§ Eingabematerial:
··········
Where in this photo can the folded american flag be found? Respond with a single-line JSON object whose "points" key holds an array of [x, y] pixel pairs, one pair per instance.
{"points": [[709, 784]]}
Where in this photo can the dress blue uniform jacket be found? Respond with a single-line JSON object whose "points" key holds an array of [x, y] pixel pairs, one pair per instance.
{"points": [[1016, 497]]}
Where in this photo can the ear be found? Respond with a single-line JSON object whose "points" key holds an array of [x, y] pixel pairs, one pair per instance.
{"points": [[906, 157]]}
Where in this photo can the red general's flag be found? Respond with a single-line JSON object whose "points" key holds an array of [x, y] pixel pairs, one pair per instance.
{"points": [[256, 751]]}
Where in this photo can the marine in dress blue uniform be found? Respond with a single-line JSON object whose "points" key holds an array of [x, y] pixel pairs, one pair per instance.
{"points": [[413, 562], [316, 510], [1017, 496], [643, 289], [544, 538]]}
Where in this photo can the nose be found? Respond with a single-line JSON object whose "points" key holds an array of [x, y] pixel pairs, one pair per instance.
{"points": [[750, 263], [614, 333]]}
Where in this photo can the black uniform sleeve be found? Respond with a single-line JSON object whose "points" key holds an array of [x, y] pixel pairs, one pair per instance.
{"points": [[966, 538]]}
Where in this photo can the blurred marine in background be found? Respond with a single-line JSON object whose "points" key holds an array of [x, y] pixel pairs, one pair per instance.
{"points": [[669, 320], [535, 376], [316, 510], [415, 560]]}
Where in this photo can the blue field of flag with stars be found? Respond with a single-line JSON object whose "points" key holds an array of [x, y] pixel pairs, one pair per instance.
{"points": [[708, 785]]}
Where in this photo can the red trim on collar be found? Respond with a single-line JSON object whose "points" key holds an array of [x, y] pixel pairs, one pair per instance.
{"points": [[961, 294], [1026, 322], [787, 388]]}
··········
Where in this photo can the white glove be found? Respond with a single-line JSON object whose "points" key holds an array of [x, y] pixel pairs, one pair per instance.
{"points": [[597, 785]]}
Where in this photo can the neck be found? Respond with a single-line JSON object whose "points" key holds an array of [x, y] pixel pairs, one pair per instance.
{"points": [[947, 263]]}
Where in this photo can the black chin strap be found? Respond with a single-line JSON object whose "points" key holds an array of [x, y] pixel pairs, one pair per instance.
··········
§ Aufgabenstellung: Suchen Sie aus dem obigen Material jede Zeile heraus, in der das Wort „nose“ vorkommt, und geben Sie diese Zeilen unverändert wieder.

§ Lösung:
Where in this photo can the nose be found? Respond with a single-line JSON object whose "points" key holds an array of [x, y] pixel pairs, one pair per instance.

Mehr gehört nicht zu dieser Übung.